--- BEGIN ---
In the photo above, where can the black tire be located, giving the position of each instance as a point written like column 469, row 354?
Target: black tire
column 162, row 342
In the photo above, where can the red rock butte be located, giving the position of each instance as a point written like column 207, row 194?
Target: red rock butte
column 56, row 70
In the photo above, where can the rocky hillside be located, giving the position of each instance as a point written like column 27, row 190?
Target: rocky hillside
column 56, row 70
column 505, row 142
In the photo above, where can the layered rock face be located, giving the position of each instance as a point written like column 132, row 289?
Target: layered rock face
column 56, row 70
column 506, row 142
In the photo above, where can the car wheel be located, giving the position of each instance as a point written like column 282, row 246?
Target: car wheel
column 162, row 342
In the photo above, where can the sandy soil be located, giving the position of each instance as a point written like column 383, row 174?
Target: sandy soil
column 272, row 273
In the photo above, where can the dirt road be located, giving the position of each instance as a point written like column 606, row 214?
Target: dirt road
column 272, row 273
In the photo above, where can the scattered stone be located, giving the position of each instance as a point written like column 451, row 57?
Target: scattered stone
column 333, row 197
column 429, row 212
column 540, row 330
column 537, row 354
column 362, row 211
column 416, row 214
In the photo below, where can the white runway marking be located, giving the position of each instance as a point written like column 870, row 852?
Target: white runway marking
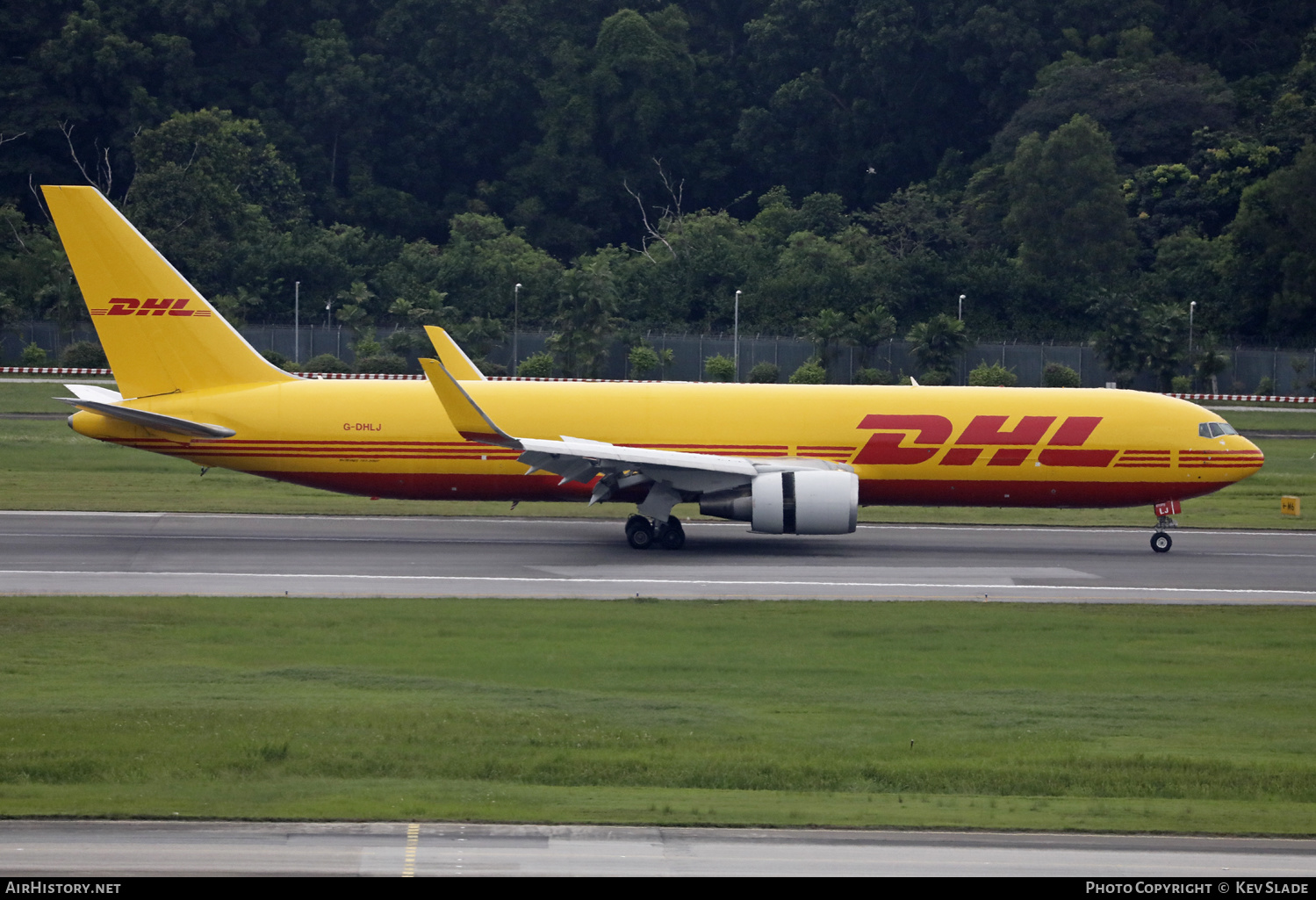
column 311, row 583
--- END ---
_What this task involves_.
Starting with the line that contains "In the photo above, where can the scattered" and going on through the end of the items, write those lines out again with "scattered stone" swapped for "loose stone" and nothing else changed. Omit the pictures.

_Solution_.
In the photo above, where can the loose stone be located, giving the position of each instance as a point written like column 451, row 57?
Target: loose stone
column 333, row 197
column 429, row 212
column 540, row 330
column 537, row 354
column 362, row 211
column 416, row 214
In the photo below, where can the white runway marking be located, giving the position of each instance as a point written like column 870, row 852?
Target: white runway marking
column 311, row 583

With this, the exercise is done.